Start of Block
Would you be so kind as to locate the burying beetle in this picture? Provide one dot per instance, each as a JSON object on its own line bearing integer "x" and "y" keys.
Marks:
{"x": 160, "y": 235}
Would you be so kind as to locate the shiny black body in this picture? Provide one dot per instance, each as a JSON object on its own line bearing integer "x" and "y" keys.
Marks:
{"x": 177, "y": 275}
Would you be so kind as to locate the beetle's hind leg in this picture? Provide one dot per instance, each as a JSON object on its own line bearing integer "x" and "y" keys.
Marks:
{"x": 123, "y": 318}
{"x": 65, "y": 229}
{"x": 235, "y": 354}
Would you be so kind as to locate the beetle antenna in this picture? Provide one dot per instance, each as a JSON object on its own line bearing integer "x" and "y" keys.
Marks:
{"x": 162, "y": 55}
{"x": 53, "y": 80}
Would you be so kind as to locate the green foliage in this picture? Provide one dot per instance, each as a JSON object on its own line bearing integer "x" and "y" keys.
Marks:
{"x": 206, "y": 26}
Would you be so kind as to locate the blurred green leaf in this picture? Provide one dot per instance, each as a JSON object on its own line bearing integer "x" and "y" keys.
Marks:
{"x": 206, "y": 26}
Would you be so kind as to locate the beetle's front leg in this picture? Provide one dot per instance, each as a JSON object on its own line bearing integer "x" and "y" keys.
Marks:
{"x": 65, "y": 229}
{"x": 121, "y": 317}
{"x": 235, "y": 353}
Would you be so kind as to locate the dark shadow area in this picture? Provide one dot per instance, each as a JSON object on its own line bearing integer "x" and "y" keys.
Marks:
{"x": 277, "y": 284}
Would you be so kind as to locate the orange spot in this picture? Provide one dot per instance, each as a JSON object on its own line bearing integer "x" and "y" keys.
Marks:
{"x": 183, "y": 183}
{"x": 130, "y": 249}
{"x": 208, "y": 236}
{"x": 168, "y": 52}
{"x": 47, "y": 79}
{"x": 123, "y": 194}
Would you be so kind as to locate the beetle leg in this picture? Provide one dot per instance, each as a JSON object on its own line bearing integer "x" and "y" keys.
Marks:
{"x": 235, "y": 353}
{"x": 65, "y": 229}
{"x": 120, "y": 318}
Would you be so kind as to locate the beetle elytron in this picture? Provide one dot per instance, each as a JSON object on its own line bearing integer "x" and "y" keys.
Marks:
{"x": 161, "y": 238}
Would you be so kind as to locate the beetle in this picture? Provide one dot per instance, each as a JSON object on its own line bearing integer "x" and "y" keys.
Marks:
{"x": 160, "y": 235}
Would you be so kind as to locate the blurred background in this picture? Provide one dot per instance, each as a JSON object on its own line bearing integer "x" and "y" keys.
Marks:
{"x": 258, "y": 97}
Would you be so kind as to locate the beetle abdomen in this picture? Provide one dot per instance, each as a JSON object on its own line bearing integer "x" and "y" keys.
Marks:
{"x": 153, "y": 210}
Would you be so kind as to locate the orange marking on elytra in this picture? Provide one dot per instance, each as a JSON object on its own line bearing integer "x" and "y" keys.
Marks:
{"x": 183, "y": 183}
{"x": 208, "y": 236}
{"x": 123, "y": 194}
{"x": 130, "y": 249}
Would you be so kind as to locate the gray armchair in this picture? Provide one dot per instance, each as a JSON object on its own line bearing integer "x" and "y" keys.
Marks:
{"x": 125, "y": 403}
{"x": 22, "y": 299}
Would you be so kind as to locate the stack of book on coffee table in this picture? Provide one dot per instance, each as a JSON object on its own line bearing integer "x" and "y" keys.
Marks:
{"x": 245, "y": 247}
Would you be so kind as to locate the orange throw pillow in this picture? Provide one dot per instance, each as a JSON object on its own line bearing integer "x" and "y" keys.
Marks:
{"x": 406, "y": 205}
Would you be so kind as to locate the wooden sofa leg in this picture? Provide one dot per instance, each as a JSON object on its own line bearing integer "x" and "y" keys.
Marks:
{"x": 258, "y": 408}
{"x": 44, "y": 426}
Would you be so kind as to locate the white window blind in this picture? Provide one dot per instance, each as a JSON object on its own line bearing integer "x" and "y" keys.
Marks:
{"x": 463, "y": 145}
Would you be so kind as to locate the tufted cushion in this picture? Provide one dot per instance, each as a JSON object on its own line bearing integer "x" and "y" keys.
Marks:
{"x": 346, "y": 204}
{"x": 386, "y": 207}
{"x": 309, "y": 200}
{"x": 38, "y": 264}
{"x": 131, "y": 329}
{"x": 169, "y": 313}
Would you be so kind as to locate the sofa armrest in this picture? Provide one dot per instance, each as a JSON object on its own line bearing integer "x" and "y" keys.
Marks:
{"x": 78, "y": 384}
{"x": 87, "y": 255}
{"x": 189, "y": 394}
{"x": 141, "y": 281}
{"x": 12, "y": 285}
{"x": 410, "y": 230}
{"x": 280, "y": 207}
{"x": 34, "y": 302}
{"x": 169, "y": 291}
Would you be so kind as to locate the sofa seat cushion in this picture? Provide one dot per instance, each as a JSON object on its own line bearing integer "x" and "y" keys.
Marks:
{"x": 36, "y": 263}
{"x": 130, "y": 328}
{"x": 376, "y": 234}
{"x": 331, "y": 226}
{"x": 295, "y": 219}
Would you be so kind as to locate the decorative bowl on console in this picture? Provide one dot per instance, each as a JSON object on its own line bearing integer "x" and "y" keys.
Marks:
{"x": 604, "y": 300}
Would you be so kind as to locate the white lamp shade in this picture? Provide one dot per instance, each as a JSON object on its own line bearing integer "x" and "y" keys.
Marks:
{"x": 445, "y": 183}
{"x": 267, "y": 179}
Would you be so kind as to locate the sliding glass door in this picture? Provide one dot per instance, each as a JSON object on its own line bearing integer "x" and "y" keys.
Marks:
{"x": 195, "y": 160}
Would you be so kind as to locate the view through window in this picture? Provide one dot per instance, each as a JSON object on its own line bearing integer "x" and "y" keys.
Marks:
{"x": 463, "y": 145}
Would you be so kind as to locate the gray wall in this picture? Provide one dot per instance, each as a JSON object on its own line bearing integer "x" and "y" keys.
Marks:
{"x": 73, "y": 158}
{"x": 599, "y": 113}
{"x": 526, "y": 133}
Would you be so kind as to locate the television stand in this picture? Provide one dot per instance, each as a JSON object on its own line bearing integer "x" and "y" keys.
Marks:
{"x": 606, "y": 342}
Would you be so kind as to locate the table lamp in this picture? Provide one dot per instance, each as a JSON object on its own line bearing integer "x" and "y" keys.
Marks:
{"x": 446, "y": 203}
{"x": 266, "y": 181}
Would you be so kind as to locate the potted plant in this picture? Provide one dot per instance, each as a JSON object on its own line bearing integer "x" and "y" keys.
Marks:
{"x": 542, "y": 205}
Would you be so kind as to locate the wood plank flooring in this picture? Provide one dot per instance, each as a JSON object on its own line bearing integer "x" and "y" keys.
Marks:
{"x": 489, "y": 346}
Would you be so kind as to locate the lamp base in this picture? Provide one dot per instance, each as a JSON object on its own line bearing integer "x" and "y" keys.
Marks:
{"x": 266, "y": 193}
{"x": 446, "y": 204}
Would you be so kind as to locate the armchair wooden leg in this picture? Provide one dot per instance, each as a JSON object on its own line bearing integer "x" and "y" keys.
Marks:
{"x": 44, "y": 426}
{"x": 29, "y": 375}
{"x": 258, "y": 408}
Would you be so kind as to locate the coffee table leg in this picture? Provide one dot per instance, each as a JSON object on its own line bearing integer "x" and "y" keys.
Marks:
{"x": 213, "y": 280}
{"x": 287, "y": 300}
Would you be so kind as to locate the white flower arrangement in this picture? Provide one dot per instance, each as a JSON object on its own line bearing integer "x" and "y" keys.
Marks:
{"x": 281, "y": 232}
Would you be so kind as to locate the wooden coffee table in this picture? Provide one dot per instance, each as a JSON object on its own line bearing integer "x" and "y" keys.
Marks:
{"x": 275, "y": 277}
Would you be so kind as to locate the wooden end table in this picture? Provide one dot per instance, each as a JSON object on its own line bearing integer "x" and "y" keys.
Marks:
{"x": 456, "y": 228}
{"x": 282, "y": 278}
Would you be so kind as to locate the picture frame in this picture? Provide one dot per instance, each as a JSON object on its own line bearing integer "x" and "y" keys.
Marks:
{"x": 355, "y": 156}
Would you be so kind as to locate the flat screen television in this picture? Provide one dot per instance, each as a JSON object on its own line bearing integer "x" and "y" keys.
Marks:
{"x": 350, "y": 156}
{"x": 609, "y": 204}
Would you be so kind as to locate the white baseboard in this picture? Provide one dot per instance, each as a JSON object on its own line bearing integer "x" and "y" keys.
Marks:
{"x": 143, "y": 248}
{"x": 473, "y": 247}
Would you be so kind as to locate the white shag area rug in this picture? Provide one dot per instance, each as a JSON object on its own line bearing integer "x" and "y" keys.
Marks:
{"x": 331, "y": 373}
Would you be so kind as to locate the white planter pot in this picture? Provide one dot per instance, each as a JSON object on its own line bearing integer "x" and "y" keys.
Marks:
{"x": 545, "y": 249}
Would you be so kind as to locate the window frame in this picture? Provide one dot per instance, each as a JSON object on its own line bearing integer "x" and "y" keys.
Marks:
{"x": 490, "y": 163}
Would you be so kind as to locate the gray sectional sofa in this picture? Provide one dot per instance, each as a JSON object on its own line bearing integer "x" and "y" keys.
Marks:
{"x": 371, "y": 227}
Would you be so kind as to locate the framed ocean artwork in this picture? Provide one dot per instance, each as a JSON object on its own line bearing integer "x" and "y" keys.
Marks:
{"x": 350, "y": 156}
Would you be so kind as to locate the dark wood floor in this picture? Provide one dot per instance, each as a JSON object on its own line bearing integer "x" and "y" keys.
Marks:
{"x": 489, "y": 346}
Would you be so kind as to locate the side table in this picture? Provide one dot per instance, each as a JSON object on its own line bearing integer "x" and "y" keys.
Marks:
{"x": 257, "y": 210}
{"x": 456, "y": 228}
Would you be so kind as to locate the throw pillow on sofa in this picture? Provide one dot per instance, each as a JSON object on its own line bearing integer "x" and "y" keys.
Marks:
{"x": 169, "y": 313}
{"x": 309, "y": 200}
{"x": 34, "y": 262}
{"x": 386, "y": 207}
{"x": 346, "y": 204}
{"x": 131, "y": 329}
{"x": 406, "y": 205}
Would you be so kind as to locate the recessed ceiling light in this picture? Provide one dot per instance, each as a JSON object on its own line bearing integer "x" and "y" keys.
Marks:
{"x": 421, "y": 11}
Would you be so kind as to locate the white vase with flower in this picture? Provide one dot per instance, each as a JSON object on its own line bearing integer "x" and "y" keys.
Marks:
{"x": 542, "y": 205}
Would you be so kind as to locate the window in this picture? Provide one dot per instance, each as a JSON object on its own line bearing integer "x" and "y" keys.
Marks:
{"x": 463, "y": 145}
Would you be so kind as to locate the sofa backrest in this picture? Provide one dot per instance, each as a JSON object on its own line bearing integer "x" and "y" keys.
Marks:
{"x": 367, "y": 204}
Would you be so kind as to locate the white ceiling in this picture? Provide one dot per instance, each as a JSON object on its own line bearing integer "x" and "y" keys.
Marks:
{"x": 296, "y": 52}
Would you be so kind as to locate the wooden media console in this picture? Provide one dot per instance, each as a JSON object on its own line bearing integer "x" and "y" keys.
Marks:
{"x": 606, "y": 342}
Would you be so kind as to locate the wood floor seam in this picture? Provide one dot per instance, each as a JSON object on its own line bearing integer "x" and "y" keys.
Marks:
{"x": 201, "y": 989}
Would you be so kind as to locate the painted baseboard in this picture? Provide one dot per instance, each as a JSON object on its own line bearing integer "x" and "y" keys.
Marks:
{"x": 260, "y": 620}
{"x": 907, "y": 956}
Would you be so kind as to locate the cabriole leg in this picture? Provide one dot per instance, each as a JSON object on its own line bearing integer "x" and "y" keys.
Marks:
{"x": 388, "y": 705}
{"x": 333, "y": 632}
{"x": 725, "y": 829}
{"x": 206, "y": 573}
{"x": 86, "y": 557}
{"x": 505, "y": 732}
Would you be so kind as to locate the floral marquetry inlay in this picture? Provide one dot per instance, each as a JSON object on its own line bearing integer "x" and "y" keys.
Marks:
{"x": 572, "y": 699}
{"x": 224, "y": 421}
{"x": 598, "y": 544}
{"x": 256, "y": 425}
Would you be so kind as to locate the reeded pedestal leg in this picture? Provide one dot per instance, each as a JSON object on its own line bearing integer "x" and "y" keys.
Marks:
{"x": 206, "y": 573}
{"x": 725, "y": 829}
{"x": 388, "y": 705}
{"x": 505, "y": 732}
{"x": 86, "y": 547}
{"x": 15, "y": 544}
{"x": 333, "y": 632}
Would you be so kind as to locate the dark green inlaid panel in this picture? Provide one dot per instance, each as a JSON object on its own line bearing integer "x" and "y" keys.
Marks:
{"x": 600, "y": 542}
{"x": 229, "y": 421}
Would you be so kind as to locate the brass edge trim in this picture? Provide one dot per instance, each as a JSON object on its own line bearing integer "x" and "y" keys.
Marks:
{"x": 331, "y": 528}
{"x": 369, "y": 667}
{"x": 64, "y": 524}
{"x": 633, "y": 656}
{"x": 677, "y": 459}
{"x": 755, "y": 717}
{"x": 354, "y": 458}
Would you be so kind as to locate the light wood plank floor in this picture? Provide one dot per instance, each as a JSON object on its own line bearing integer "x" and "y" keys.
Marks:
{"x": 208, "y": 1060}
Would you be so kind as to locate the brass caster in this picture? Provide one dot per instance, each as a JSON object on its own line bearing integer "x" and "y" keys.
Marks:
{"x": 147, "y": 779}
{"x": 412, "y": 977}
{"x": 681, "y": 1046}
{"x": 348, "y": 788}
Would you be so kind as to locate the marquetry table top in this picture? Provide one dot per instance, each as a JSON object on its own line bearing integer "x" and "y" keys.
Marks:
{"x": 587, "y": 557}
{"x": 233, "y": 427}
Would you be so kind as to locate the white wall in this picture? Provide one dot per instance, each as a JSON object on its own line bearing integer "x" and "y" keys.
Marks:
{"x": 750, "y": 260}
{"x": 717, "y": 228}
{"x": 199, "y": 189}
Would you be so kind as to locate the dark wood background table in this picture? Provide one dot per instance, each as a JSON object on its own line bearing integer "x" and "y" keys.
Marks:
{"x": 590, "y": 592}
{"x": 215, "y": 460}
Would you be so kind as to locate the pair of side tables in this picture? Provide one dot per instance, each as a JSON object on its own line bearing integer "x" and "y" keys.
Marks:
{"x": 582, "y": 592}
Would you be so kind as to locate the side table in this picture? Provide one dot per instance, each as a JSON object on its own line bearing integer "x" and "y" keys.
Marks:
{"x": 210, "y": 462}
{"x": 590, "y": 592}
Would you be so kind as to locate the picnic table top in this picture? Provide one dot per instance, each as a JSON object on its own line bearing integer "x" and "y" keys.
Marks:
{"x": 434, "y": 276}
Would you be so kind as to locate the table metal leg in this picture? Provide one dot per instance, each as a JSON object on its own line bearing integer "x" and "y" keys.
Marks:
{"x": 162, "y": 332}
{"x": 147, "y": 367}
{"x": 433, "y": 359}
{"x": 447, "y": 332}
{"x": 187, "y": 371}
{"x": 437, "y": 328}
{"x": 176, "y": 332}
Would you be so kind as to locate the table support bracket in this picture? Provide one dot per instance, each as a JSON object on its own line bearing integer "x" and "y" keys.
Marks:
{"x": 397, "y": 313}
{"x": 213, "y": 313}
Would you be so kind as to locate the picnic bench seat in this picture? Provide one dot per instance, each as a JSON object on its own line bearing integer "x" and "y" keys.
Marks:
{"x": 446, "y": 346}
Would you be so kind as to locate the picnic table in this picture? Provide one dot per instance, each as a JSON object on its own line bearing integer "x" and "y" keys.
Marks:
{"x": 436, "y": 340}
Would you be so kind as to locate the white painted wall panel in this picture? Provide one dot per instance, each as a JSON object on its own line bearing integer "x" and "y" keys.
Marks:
End of Block
| Problem requirements |
Work out how many lines contain the word "coffee" in the records, and answer with the number only.

| Solved problem |
3